Task instructions.
Copy the records below verbatim, line for line, and leave out the pictures.

Dataset records.

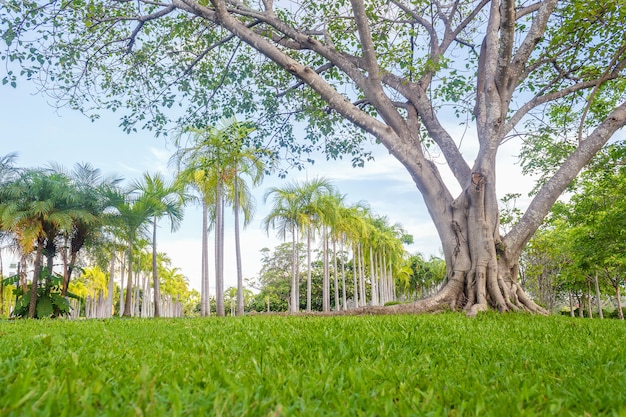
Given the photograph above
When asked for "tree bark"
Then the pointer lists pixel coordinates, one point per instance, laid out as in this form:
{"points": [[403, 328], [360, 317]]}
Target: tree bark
{"points": [[129, 282], [240, 304], [620, 312], [205, 304], [598, 298], [32, 307], [155, 272], [219, 251]]}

Completed exercise.
Given the photograph above
When asked for "tree bark"
Then the pointer lists pixel coordinates, one point per instance, laid out as in this form:
{"points": [[403, 328], [360, 317]]}
Target: tree bark
{"points": [[129, 282], [240, 304], [620, 312], [205, 304], [598, 298], [32, 307], [155, 272], [219, 251]]}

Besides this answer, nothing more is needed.